Stored entries —
►

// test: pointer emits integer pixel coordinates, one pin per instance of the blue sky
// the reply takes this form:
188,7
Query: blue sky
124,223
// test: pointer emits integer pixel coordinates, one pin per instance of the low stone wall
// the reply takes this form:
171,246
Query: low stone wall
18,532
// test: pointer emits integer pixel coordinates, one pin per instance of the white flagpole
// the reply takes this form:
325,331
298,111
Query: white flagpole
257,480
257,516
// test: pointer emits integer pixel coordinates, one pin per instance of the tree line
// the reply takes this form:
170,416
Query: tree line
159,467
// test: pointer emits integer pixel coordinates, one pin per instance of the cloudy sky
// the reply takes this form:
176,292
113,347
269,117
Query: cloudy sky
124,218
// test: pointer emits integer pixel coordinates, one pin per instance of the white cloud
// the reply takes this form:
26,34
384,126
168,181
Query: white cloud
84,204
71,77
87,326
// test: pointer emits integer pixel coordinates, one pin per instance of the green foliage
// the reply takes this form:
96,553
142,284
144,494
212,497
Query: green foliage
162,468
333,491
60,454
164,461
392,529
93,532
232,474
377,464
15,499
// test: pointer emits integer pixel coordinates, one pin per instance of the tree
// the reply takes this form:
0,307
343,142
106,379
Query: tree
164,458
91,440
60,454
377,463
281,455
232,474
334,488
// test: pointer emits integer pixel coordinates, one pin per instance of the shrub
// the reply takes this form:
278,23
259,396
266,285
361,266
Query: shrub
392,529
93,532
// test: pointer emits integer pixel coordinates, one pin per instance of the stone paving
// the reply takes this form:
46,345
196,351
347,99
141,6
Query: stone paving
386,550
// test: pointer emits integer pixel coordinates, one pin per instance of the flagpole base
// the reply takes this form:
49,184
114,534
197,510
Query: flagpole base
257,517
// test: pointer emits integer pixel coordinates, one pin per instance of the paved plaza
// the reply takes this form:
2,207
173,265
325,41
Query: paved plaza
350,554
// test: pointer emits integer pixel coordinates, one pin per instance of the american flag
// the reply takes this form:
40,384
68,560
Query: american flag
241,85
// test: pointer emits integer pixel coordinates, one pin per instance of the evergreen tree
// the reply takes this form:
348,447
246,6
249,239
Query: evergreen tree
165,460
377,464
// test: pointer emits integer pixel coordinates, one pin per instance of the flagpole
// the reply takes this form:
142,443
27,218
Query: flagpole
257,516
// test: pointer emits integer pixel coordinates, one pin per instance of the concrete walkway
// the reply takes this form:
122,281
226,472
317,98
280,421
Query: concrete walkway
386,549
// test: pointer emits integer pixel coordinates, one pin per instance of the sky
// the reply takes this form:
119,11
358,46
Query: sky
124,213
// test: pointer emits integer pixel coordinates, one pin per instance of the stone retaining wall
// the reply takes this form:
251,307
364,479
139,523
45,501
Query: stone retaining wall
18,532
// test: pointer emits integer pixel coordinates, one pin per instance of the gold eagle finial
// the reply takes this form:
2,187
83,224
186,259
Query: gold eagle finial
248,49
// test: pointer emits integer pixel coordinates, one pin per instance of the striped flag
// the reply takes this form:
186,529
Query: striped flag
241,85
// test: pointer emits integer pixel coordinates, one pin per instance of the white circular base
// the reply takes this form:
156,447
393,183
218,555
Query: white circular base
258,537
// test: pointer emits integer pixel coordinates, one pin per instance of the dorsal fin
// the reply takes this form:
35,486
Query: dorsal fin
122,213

◄

Assignment — Set down every record above, word for word.

Task output —
// test: pointer emits integer pixel coordinates, one pin per instance of the blue sky
// the reply takes this form:
188,7
Query: blue sky
124,223
// test: pointer emits integer pixel coordinates, one pin per instance of the low stone wall
// the reply takes this form:
171,246
Query: low stone wall
18,532
// test: pointer emits integer pixel coordinates, one pin per instance of the white flagpole
// the reply takes this form:
325,331
298,111
Query: white flagpole
257,480
257,516
// test: pointer emits integer pixel coordinates, one pin per instance of the tree line
// the reply takes this form:
170,416
Query: tree line
159,467
// test: pointer emits integer pixel coordinates, one pin per instance of the cloudy sky
// the reply takes this form:
176,292
113,347
269,117
Query: cloudy sky
124,218
// test: pointer emits integer pixel coordinates, one pin per instance of the white cloud
// the reply takes this form:
26,34
384,126
168,181
Query: white cloud
84,204
71,77
87,326
// test: pointer emits integer pixel coordinates, one pin per instance of the green foliage
// the reply takes this form:
96,553
142,284
144,494
212,497
Query: green foliage
162,468
333,491
60,454
164,461
392,529
93,532
232,474
377,464
15,499
// test: pointer emits integer pixel coordinates, one pin per instance of the tree
// the reply takes this form:
0,307
343,142
106,379
Query: tree
164,458
91,440
60,454
377,463
281,455
232,474
334,488
// test: pointer emits integer pixel coordinates, one pin per instance of the shrub
// the reply takes this form:
278,23
259,396
266,285
361,266
Query: shrub
392,529
93,532
// test: pointer emits integer pixel coordinates, one pin per instance of the stone paving
// the reply takes this form:
46,345
196,351
347,99
141,6
Query: stone paving
386,550
// test: pointer emits integer pixel coordinates, one pin per instance of the flagpole base
// the reply takes this form:
49,184
114,534
197,510
Query: flagpole base
257,517
// test: pointer emits integer pixel coordinates, one pin per instance of the paved plaza
// the reply takes this form:
2,207
173,265
325,41
Query: paved plaza
350,554
// test: pointer emits integer pixel coordinates, one pin per instance of the american flag
// the reply takes this form:
40,384
68,560
Query: american flag
241,85
// test: pointer emits integer pixel coordinates, one pin per instance of the evergreen tree
// the reply takes this form:
348,447
246,6
249,239
Query: evergreen tree
165,460
377,464
// test: pointer emits integer pixel coordinates, one pin per instance of the flagpole
// the reply takes this form:
142,443
27,218
Query: flagpole
257,516
// test: pointer emits integer pixel coordinates, one pin per instance of the concrete walkway
// the reply takes this form:
122,281
226,472
317,98
280,421
Query: concrete walkway
386,549
// test: pointer emits integer pixel coordinates, one pin per instance of the sky
// the reply takes this form:
119,11
358,46
Query: sky
124,213
// test: pointer emits integer pixel coordinates, one pin per instance of the stone retaining wall
// the reply takes this form:
251,307
364,479
139,523
45,501
Query: stone retaining wall
18,532
// test: pointer emits integer pixel coordinates, one pin per instance of the gold eagle finial
// the reply takes this form:
2,187
83,224
186,259
Query: gold eagle finial
248,49
// test: pointer emits integer pixel coordinates, one pin per instance of the striped flag
// the reply takes this form:
186,529
Query: striped flag
241,85
// test: pointer emits integer pixel coordinates, one pin per instance of the white circular base
// the reply takes this form:
156,447
393,183
218,555
Query: white circular base
258,537
// test: pointer emits integer pixel coordinates, one pin per instance of the dorsal fin
// the reply takes this form:
35,486
Query: dorsal fin
122,213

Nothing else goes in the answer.